Exercise: Filter the entries below, keeping every line that has the word "segment".

[The input — start]

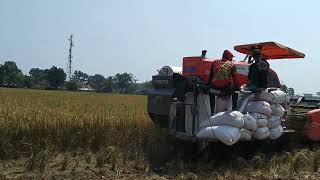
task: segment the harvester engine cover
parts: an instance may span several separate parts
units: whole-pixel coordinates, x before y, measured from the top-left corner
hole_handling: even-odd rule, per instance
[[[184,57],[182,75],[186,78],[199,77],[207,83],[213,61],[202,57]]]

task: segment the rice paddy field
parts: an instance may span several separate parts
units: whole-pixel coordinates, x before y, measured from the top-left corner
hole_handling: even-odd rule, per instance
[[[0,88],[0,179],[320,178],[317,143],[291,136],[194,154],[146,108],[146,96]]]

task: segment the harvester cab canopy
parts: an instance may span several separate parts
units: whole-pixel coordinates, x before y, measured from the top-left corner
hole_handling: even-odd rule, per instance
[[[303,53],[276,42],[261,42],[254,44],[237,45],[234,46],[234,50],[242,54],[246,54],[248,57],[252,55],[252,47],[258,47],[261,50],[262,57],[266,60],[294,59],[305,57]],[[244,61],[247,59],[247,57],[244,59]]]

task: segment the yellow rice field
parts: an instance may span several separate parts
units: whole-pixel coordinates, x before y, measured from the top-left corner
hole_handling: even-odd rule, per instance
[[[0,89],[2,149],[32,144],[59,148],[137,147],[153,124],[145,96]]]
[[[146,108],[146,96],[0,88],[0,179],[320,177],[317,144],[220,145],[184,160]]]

[The input — finish]
[The input — start]

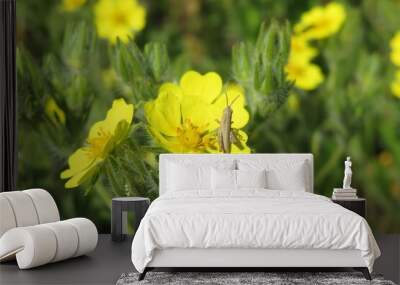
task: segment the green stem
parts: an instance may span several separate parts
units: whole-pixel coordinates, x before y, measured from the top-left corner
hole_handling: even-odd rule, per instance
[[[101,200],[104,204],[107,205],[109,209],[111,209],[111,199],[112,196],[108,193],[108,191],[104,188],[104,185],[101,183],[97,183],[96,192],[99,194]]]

[The input — finish]

Solution for this exercise:
task: segment the harvester engine cover
task: segment the rice paddy field
task: segment the harvester cab canopy
task: segment the yellow rice field
task: segment the green stem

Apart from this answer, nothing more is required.